Excerpt provided:
········

Tuesday, December 23, 2008

A new chapter in Hyundai's history

South Korean automaker rolls out upscale Genesis

Rolled out in the 1980s as the South Korean automaker's first foray into the U.S. market, the Excel offered decent transportation at rock-bottom prices.

But two decades after entering the U.S. market, Hyundai is working hard to reposition itself as more than just a low-cost brand.

Enter the 2009 Hyundai Genesis: The South Korean automaker's fanciest (and most expensive) car to date.

With a $32,250 base price and lots of posh accoutrements, the Genesis aims to compete with upscale sedans like the Acura TL and Lexus ES 350 - but costs some $2,000 less.

Motor Mouth recently tested the Genesis 3.8, which comes with a 3.8-liter V-6 engine. (Hyundai also offers a $37,250 Genesis 4.6, which upgrades the engine to a 4.6-liter V-8.)

On the outside, the Korean-built Genesis features a classic "Japanese-sedan" look.

Diamond-shaped headlights and an aerodynamic hood and grille sweep back toward 14-spoke alloy wheels and large doors outfitted with folding side mirrors.

All the way back, a keyless-entry trunk sits above dual chrome exhaust pipes.

Inside, the Genesis has standard perforated stitched-leather upholstery along the seats, door interiors and steering wheel. This material looks pretty nice, but a tad on the cheap side.

Still, the model's driver's and front passenger's heated seats both offered excellent hiproom, along with good headroom and legroom - all thanks to standard electric seat adjusters.

The Genesis also comes standard with a seven-speaker AM/FM/MP3/XM/6CD audio system that's fairly easy to use, with 16 well-marked knobs and buttons. The model's standard dual-zone climate system likewise relies on 12 clearly marked buttons.

········

Questions to answer:
A. Condense the paragraph of the Hyundai Genesis article that begins "The Genesis also comes standard" into a short bulleted list that keeps its main facts.
B. Reproduce the Hyundai Genesis article word for word from "A new chapter" to "car to date.".

········

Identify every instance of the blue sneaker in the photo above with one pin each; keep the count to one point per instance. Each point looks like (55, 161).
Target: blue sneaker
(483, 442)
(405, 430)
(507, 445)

········

Exercise answers:
A.
- Standard seven-speaker AM/FM/MP3/XM/6CD audio system
- Audio system is fairly easy to use, with 16 well-marked knobs and buttons
- Standard dual-zone climate system with 12 clearly marked buttons

B.
A new chapter in Hyundai's history

South Korean automaker rolls out upscale Genesis

Rolled out in the 1980s as the South Korean automaker's first foray into the U.S. market, the Excel offered decent transportation at rock-bottom prices.

But two decades after entering the U.S. market, Hyundai is working hard to reposition itself as more than just a low-cost brand.

Enter the 2009 Hyundai Genesis: The South Korean automaker's fanciest (and most expensive) car to date.